BEGIN SUPPLIED RECORDS

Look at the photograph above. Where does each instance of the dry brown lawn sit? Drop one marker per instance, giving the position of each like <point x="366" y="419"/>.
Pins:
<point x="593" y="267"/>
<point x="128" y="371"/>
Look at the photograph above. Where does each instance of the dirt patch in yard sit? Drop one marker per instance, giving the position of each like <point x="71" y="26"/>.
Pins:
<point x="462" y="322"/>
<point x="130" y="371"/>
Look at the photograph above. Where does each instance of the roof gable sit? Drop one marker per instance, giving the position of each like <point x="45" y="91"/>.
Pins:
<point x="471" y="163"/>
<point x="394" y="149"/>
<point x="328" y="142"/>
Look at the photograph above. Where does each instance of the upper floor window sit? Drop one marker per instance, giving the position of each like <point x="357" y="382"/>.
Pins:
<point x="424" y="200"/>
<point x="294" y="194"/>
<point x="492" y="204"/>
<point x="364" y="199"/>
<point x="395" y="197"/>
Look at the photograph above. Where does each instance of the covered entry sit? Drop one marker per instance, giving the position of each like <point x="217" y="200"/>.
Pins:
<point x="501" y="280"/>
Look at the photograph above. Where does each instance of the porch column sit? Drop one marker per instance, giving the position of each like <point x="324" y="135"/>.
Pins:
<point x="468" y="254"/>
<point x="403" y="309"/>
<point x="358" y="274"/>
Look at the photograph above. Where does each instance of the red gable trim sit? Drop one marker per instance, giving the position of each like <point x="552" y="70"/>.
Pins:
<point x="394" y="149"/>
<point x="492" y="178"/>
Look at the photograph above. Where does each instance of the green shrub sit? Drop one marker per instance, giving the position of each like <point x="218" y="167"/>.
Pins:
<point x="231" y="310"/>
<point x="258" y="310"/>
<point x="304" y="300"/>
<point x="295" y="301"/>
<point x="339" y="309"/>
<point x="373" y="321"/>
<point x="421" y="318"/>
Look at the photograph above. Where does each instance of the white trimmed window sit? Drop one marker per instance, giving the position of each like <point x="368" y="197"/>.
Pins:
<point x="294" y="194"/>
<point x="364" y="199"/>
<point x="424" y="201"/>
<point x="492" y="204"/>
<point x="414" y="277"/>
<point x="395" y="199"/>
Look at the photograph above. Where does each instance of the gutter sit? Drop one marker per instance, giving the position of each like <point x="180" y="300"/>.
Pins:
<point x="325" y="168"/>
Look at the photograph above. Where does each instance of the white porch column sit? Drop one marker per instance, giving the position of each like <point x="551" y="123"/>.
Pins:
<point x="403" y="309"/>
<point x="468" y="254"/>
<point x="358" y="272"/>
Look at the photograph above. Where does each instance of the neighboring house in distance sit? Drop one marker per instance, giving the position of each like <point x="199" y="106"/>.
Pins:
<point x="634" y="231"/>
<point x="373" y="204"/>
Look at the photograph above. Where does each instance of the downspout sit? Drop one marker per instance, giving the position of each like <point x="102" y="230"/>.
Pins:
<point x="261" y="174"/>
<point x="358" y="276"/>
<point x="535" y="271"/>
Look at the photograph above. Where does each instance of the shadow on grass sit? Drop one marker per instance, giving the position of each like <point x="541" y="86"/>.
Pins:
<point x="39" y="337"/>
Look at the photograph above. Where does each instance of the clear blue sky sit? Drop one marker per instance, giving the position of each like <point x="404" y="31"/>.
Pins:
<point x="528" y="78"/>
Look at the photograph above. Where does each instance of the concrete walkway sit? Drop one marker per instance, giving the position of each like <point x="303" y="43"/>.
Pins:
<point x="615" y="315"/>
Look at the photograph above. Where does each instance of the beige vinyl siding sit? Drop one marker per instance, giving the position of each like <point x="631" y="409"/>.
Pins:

END SUPPLIED RECORDS

**WORK REQUIRED:** Spot every line in the entries that includes the word "window", and copy each one out.

**WRITTEN ANSWER:**
Look at the photograph above. Where does each instance of the upper floor window sit? Drop one marker per instance, giving the position of each like <point x="357" y="382"/>.
Look at the photograph above. Where does each instance of the white trimmed window sit? Drop one marker per instance, giving the position of each like <point x="368" y="197"/>.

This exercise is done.